* _EXERCISE_
After locating the line that contains "Analyze the photograph above and locate the driveway.", quote it and all lines after it through the end of the entries, and nothing more. Pictures stay out.

* _PROVIDED MATERIAL_

* Start *

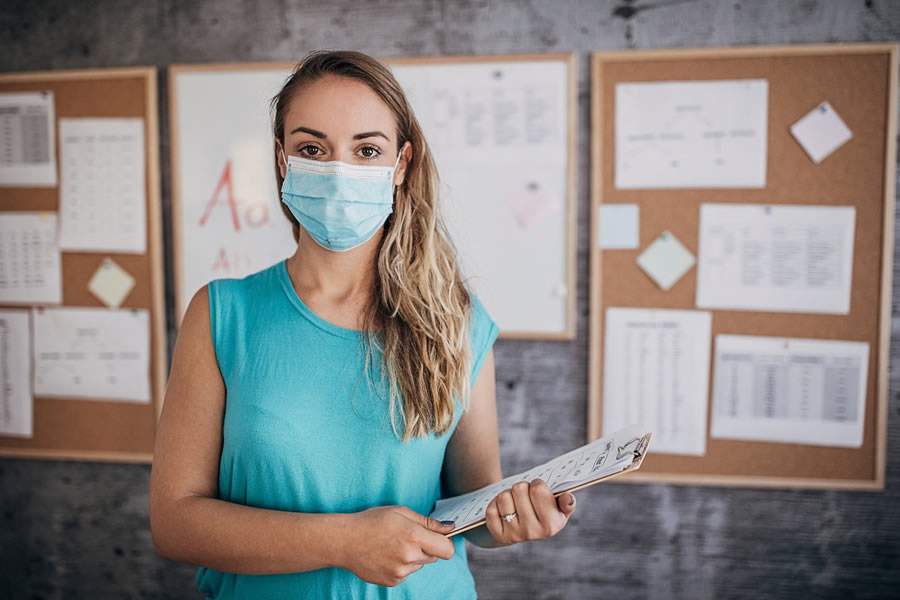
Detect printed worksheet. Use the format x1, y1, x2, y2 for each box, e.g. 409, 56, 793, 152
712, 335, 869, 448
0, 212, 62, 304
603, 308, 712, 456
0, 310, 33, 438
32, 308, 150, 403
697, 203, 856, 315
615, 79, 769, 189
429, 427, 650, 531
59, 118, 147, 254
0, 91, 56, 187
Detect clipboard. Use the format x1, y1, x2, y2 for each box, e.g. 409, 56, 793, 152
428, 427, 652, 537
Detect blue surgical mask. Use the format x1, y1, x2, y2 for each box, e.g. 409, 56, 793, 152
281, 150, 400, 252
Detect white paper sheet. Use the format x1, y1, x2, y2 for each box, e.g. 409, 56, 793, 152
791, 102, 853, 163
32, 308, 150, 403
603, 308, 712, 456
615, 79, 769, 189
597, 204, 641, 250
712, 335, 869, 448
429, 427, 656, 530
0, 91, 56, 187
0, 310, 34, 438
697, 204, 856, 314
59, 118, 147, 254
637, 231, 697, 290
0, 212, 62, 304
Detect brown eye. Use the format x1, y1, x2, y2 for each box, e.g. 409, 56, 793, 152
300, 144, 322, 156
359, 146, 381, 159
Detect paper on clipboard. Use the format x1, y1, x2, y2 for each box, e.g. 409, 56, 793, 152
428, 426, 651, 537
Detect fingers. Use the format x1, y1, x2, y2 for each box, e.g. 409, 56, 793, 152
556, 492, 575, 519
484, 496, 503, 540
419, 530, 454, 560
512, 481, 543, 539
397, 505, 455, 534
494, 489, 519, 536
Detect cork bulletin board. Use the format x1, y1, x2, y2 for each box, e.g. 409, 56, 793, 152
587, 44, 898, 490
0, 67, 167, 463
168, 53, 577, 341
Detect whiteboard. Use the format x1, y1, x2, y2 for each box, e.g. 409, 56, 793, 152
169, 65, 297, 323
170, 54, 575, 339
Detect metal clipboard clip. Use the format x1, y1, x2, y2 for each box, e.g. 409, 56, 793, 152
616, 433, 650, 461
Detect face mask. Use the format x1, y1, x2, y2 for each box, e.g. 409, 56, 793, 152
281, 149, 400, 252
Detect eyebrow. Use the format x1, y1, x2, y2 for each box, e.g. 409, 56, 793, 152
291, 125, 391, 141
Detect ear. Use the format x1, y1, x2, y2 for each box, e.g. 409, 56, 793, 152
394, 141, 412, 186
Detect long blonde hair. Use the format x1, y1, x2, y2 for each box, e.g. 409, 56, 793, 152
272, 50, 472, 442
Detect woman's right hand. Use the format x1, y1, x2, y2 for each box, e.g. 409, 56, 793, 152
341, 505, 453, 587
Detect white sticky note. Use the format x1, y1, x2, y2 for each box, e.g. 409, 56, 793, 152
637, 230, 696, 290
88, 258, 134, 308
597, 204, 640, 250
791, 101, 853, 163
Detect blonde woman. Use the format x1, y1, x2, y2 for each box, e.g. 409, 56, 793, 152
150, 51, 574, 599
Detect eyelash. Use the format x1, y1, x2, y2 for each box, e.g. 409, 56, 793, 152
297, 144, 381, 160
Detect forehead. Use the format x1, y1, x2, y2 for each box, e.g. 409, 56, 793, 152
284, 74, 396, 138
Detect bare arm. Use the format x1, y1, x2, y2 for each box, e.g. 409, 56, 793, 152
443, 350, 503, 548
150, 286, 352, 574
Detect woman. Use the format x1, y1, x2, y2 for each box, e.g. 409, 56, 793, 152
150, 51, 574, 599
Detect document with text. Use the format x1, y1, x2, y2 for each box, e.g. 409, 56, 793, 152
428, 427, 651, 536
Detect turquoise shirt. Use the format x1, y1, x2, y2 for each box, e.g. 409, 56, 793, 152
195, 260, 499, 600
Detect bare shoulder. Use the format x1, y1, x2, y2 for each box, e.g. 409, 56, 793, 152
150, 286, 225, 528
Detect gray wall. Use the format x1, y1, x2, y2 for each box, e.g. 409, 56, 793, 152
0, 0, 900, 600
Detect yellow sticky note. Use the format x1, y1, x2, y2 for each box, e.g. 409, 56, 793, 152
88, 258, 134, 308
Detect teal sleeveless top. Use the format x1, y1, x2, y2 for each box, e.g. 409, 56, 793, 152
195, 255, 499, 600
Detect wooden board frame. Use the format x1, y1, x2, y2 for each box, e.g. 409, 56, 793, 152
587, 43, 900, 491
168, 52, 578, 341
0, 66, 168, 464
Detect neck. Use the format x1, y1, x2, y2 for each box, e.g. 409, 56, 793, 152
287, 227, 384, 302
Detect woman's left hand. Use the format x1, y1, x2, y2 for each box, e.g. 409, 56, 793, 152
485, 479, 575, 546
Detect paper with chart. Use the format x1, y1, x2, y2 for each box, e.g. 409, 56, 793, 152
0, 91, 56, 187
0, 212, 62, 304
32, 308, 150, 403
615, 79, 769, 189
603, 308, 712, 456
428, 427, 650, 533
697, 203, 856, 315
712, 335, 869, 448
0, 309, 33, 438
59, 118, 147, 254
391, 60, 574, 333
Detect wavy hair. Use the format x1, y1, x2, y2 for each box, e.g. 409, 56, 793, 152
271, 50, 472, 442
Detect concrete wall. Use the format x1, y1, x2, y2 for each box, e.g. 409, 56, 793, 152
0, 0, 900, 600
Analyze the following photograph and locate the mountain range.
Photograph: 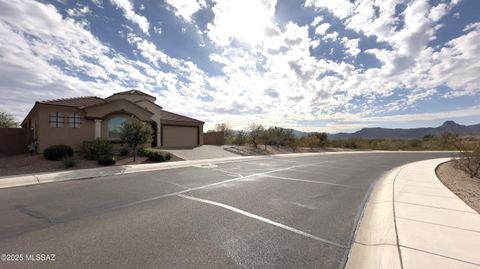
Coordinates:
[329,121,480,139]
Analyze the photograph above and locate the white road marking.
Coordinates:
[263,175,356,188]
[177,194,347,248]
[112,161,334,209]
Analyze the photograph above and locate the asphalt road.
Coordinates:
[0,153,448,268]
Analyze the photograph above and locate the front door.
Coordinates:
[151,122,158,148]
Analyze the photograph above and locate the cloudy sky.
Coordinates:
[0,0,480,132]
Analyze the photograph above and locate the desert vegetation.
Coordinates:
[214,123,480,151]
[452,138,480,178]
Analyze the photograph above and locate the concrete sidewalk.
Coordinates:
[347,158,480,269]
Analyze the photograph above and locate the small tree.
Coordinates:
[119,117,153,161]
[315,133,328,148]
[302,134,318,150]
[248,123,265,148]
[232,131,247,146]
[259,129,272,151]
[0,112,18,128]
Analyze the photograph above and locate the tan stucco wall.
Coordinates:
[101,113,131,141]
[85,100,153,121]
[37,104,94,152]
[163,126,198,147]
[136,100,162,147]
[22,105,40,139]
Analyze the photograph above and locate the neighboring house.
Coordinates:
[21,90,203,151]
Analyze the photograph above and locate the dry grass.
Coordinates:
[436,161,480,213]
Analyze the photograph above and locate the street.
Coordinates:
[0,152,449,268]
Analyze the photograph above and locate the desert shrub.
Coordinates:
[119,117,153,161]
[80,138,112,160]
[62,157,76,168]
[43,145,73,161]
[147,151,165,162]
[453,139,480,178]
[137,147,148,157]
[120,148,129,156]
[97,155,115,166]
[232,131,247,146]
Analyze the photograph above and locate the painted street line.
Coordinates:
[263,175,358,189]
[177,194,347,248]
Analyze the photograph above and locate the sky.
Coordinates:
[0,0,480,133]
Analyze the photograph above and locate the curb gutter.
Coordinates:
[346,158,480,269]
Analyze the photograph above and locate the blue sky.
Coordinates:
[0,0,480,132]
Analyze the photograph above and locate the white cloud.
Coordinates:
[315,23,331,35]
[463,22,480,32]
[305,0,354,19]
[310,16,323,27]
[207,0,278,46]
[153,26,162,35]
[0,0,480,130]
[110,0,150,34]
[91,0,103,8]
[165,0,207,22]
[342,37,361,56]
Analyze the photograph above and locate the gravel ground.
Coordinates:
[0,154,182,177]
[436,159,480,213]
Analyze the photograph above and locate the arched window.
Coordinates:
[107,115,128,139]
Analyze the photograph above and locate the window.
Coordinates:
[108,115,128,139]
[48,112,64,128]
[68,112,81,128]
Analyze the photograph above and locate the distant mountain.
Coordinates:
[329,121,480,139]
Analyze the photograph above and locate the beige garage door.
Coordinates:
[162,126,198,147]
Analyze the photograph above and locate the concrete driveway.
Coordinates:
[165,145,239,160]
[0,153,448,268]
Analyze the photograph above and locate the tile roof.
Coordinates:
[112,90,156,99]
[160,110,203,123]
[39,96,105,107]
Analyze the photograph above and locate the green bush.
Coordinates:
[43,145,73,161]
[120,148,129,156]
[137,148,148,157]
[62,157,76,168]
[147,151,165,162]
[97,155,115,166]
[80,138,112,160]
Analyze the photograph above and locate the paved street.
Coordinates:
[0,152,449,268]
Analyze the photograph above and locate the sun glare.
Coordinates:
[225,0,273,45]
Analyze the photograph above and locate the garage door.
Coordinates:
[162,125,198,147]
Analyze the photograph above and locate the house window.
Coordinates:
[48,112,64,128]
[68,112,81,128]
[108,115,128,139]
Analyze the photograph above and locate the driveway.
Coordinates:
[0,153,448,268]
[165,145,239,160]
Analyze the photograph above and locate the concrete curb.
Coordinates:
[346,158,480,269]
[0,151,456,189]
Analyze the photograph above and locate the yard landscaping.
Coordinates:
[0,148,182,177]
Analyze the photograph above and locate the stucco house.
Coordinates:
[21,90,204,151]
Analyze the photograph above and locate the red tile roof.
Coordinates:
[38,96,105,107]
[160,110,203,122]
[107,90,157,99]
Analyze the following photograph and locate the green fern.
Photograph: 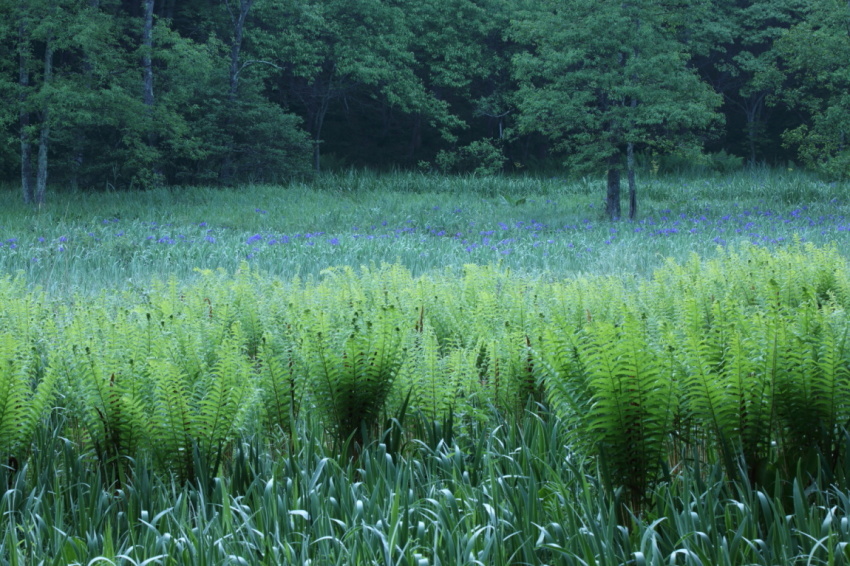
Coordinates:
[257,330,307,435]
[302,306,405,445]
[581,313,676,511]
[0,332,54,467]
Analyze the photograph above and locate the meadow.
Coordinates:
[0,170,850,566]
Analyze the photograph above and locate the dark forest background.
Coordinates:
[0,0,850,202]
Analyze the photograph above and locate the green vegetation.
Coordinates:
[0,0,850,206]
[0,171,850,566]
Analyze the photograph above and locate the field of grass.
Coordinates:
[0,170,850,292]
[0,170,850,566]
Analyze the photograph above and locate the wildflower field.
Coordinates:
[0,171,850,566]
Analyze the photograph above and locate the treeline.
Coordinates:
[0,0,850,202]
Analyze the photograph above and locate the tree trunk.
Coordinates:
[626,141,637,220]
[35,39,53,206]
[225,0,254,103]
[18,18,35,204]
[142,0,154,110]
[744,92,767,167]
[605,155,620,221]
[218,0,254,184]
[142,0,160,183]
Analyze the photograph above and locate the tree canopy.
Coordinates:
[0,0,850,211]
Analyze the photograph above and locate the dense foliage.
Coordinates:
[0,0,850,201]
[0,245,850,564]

* End *

* _FULL ANSWER_
Analyze the photograph above and locate the driveway.
Coordinates:
[0,153,448,268]
[165,145,239,160]
Analyze the photograph above and locate the concrete curb.
Coordinates:
[346,158,480,269]
[0,151,456,189]
Analyze the photograph above and locate the yard landscaping.
Coordinates:
[0,148,182,177]
Analyze the photograph above and locate the stucco house.
Coordinates:
[21,90,204,151]
Analyze the photograph above and locate the red tile roof.
Coordinates:
[38,96,105,107]
[160,110,203,122]
[107,90,157,99]
Analyze the following photograph and locate the green fern.
Photograph: 
Coordinates:
[257,330,307,435]
[302,306,405,445]
[581,313,676,511]
[0,332,54,467]
Analyze the photograph above and locate the meadow.
Coordinates:
[0,170,850,566]
Analyze the photograph above and locate the dark forest background.
Coordinates:
[0,0,850,202]
Analyze the photograph above and locate the green vegetation.
Coordinates:
[0,0,850,206]
[0,171,850,566]
Analyze the photograph above and locate the field of grass.
Coordinates:
[0,170,850,292]
[0,170,850,566]
Analyze the photograph above and locate the wildflower field.
Coordinates:
[0,171,850,566]
Analyze the photograph above and locate the treeline.
Coordinates:
[0,0,850,202]
Analyze the photograph above and locate the tree trunk.
Coordinates:
[626,141,637,220]
[35,39,53,206]
[225,0,254,103]
[18,18,35,204]
[142,0,154,110]
[744,92,767,167]
[605,155,620,221]
[218,0,254,184]
[142,0,160,183]
Analyze the photograph above and locate the tree canopy.
Coordinates:
[0,0,850,211]
Analyze the photograph above and locate the dense foliage.
Coordinates:
[0,0,850,201]
[0,245,850,564]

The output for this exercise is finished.